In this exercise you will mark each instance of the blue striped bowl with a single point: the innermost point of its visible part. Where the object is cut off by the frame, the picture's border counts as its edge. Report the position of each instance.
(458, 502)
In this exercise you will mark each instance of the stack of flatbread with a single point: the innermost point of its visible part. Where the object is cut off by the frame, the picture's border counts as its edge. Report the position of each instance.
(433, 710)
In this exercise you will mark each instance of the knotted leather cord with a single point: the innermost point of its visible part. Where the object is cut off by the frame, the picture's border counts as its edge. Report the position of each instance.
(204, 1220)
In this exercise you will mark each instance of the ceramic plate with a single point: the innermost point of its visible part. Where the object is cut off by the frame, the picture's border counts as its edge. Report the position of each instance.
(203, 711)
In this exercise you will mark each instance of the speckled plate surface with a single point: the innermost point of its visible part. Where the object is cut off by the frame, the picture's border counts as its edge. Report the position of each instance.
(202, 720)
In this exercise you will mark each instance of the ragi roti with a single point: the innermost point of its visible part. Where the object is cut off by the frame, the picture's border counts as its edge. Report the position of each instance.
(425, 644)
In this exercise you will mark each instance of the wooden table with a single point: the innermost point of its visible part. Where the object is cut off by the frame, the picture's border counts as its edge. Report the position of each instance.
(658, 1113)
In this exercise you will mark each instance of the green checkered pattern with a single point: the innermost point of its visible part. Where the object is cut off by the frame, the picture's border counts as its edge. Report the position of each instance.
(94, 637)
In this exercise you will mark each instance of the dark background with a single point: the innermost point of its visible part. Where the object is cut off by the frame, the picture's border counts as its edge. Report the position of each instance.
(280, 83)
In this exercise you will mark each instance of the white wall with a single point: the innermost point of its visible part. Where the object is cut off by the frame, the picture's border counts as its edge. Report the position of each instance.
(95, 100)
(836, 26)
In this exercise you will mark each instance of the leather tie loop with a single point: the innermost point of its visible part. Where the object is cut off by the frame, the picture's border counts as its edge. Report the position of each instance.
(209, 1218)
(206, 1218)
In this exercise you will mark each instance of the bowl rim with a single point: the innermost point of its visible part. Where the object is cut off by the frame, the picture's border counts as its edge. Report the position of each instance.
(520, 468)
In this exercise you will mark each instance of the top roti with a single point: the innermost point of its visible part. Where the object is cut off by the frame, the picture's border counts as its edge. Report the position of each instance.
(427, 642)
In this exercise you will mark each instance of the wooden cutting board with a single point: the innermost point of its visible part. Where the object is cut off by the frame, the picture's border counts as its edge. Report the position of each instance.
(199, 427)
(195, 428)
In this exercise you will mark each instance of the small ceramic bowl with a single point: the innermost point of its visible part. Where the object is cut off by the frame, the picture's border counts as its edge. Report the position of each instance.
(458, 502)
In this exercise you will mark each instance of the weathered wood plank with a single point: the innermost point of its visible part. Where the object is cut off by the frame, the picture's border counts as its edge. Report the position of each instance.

________________

* [STATED TASK] Write out again only the lines from the one containing "In this exercise you will mark each instance of the small" through the final line, requests included. Multiply each point coordinate in the answers by 0.55 and round it to a whole number, rounding halves up, but leave the numbers in the requests unchanged.

* [FULL OUTPUT]
In this exercise you will mark each instance of the small ceramic bowl with a single point: the innermost point of its visible part. Where the object is cut off by the frame, the picture's border counts as its edge. Report the position of each instance.
(252, 276)
In this exercise you will mark each instance of the weathered wood plank with a single point: the innermost point of its visible part. Where the object is cut off by the frame, the picture's border counts as its edge. Report the position of each instance.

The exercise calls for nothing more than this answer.